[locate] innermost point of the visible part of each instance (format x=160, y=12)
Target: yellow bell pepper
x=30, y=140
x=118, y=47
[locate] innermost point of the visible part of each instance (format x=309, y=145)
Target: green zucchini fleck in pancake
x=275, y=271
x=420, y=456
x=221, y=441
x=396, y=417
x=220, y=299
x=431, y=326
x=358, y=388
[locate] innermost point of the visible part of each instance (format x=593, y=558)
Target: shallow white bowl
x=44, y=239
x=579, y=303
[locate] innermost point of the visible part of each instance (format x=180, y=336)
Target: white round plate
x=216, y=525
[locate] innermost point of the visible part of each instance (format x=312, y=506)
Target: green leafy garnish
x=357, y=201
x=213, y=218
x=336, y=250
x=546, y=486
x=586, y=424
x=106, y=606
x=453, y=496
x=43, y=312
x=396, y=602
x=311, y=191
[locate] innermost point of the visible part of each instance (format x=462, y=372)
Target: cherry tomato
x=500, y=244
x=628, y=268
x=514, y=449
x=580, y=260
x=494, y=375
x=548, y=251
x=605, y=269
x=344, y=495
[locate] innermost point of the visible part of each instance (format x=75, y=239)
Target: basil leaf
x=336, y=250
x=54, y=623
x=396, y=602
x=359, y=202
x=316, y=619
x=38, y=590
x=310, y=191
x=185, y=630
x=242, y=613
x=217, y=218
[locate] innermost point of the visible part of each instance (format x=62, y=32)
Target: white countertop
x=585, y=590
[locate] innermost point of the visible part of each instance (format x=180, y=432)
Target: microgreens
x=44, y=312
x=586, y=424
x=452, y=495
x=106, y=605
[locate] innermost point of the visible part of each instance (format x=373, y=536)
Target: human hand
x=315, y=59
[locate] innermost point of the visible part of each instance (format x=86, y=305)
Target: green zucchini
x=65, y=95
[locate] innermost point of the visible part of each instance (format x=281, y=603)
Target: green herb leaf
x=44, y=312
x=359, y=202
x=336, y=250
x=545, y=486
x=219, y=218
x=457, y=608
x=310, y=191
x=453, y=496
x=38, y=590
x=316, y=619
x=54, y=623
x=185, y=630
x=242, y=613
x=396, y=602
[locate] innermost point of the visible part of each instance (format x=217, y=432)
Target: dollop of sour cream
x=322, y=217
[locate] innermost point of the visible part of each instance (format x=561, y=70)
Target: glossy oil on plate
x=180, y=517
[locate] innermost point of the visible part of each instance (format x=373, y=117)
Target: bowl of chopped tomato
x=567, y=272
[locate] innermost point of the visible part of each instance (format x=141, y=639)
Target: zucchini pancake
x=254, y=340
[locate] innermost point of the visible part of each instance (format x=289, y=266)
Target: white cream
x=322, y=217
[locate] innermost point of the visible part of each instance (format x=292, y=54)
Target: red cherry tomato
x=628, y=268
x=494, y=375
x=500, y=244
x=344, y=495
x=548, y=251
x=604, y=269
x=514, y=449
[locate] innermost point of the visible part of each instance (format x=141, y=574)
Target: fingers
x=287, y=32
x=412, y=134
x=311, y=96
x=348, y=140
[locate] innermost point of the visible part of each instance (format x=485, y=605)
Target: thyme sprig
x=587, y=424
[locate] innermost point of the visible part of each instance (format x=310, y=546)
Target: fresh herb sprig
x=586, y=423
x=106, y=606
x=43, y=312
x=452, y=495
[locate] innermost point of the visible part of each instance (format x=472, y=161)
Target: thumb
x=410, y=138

-*-

• **Task description**:
Copy out every one of the rows above, swapping "zucchini" for "courgette" wherever it occurs and changing nothing else.

• **Exercise response**:
[locate] innermost point of the visible part of each instance (format x=160, y=12)
Target: yellow bell pepper
x=30, y=140
x=118, y=47
[locate] innermost point of the visible part of each instance (format x=309, y=145)
Target: green courgette fleck in pancake
x=275, y=271
x=420, y=456
x=221, y=441
x=396, y=417
x=220, y=299
x=431, y=326
x=358, y=388
[locate] innermost point of the visible part of each instance (format x=593, y=558)
Target: shallow white bowl
x=44, y=239
x=579, y=303
[locate] innermost point of the visible part of each instance (format x=180, y=336)
Target: white round plate
x=216, y=525
[locate] innermost point of the visible part of each instance (format x=312, y=506)
Target: green leafy garnish
x=357, y=201
x=213, y=218
x=336, y=250
x=546, y=486
x=586, y=424
x=106, y=606
x=453, y=496
x=43, y=312
x=396, y=602
x=311, y=191
[locate] innermost point of the visible part of each instance (format x=462, y=372)
Target: cherry tomato
x=500, y=244
x=628, y=268
x=514, y=449
x=580, y=260
x=494, y=375
x=548, y=251
x=605, y=269
x=344, y=495
[locate] innermost point of the visible part of each instance (format x=75, y=239)
Target: basil leaf
x=336, y=250
x=54, y=623
x=396, y=602
x=359, y=202
x=316, y=619
x=38, y=590
x=310, y=191
x=185, y=630
x=242, y=613
x=217, y=218
[locate] innermost point of the visible part of each instance (format x=62, y=32)
Target: white countertop
x=585, y=590
[locate] innermost point of the visible part of each instance (format x=180, y=432)
Target: microgreens
x=44, y=312
x=586, y=424
x=452, y=495
x=106, y=605
[locate] innermost point of the visible part of each instance (format x=373, y=536)
Target: human hand
x=315, y=59
[locate] innermost point of the visible part of each instance (format x=86, y=305)
Target: green courgette
x=65, y=95
[locate] innermost point of the visible part of each instance (format x=281, y=603)
Target: green herb leaf
x=44, y=312
x=359, y=202
x=336, y=250
x=545, y=486
x=219, y=218
x=457, y=608
x=310, y=191
x=453, y=496
x=38, y=590
x=316, y=619
x=54, y=623
x=185, y=630
x=242, y=613
x=396, y=602
[locate] innermost point of the visible part of each instance (format x=217, y=432)
Target: dollop of sour cream
x=322, y=217
[locate] innermost point of the visible part of each instance (format x=561, y=70)
Target: glossy oil on plate
x=180, y=517
[locate] innermost point of the visible part of each instance (format x=373, y=117)
Target: bowl of chopped tomato
x=567, y=272
[locate] innermost point of the visible part of each instance (format x=141, y=639)
Target: courgette pancake
x=254, y=340
[locate] innermost point of the visible part of each instance (format x=289, y=266)
Target: white cream
x=322, y=217
[locate] innermost point of the visible part of each instance (format x=292, y=54)
Target: red cherry tomato
x=628, y=268
x=494, y=375
x=500, y=244
x=344, y=495
x=548, y=251
x=604, y=269
x=514, y=449
[locate] innermost point of the visible part of each instance (format x=141, y=574)
Target: fingers
x=287, y=32
x=412, y=134
x=311, y=96
x=348, y=140
[locate] innermost point of the visible part of each instance (format x=485, y=605)
Target: thyme sprig
x=587, y=424
[locate] innermost point of the visible part of each instance (format x=310, y=546)
Target: fresh herb sprig
x=586, y=423
x=106, y=606
x=43, y=312
x=452, y=495
[locate] innermost point of the visible part of each instance (format x=472, y=161)
Target: thumb
x=410, y=138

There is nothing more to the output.